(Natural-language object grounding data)
______________________________

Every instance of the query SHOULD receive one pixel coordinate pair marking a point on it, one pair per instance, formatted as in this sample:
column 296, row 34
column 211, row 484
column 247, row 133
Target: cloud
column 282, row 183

______________________________

■ **GOAL OF THE EXERCISE**
Set down exactly the lines beginning at the one that holds "column 211, row 484" and ending with the last line of the data.

■ **TASK ANSWER**
column 211, row 484
column 247, row 133
Target: cloud
column 282, row 183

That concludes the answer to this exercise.